DIRECTIONS:
Copy each of the entries below word for word, without changing anything.

++++

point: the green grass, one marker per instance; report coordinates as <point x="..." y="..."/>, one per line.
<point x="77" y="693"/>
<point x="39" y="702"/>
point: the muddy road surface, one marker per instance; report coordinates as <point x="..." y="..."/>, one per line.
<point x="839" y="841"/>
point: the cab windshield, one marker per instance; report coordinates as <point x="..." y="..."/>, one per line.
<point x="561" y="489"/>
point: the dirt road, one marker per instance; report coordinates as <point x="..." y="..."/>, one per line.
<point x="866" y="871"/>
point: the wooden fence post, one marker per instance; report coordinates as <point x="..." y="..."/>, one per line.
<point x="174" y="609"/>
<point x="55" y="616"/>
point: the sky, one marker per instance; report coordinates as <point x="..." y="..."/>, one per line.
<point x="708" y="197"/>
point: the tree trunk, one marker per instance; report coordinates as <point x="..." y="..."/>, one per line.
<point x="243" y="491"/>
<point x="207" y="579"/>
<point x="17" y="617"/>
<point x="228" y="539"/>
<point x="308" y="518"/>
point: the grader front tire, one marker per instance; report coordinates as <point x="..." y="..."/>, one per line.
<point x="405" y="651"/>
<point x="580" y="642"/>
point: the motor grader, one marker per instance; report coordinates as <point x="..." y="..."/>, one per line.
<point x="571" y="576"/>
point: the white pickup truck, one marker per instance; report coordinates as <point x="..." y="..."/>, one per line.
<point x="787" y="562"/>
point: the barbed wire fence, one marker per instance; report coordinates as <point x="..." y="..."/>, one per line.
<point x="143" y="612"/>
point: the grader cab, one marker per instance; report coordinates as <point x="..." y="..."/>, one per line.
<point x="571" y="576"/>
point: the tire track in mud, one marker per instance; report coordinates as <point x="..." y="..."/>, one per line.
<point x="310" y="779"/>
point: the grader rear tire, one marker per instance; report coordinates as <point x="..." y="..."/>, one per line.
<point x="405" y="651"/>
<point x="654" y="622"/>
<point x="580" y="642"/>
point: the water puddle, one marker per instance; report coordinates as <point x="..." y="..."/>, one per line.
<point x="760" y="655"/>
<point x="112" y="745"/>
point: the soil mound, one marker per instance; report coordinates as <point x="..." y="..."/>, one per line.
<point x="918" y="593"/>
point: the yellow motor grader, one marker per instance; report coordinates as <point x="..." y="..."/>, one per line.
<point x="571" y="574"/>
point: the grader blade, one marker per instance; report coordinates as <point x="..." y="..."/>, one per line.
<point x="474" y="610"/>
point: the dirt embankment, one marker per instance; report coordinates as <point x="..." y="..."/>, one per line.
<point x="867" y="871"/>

++++

RESULT OF THIS TASK:
point: the green grass, one marker per instance; report coordinates as <point x="..." y="..."/>, one per line.
<point x="77" y="693"/>
<point x="39" y="702"/>
point: the muddy road surface, one marker per instance; report coordinates as <point x="..." y="..."/>, one per line.
<point x="839" y="841"/>
point: the cab windshield, one marker per instance; report coordinates as <point x="..." y="..."/>, one per line.
<point x="561" y="489"/>
point: the dirt road, one marker per instance; report coordinates as <point x="..." y="..."/>, one per line.
<point x="866" y="871"/>
point: the wooden fence post, one marker per instance; report coordinates as <point x="..." y="..."/>, one per line.
<point x="174" y="609"/>
<point x="55" y="616"/>
point: the sky, one marker per instance; report coordinates as <point x="..." y="..."/>, one per line.
<point x="708" y="197"/>
point: the tree trunk, one marker per instance; report coordinates as <point x="..." y="..."/>, one per line.
<point x="243" y="491"/>
<point x="207" y="579"/>
<point x="17" y="617"/>
<point x="228" y="539"/>
<point x="308" y="518"/>
point: the grader front tire, one marker per instance; report coordinates as <point x="..." y="..."/>, one per line.
<point x="405" y="651"/>
<point x="580" y="642"/>
point: the motor grader, one marker per instance; report coordinates as <point x="..." y="..."/>, one per line.
<point x="571" y="576"/>
point: the white pickup truck, one marker per instance; report coordinates as <point x="..." y="..."/>, one per line.
<point x="787" y="562"/>
point: the barbed wire fence, one marker per instance; report coordinates as <point x="..." y="..."/>, one per line.
<point x="143" y="612"/>
point: the grader cab, one marker per instance; report coordinates as <point x="..." y="..."/>, one per line.
<point x="571" y="576"/>
point: the tire track in mud, one marker per instance; report coordinates as <point x="..." y="..."/>, one per line.
<point x="310" y="779"/>
point: the grader rear tire, one marker per instance; report coordinates as <point x="..." y="..."/>, one per line.
<point x="405" y="651"/>
<point x="654" y="622"/>
<point x="580" y="642"/>
point: the water puddle, one marker per instance; report coordinates as <point x="..." y="..."/>, one per line.
<point x="760" y="655"/>
<point x="112" y="745"/>
point: the soil mound, one marker per instance; report coordinates as <point x="..." y="..."/>, one per line.
<point x="918" y="593"/>
point: the yellow motor grader, one marker per instance; report coordinates as <point x="..." y="..."/>, one per line.
<point x="571" y="574"/>
point: the grader blade, one marker per instance; report coordinates as <point x="..." y="..."/>, one per line.
<point x="474" y="610"/>
point: the dirt embankment, one marker per instance; report coordinates as <point x="..." y="..."/>, one per line.
<point x="867" y="871"/>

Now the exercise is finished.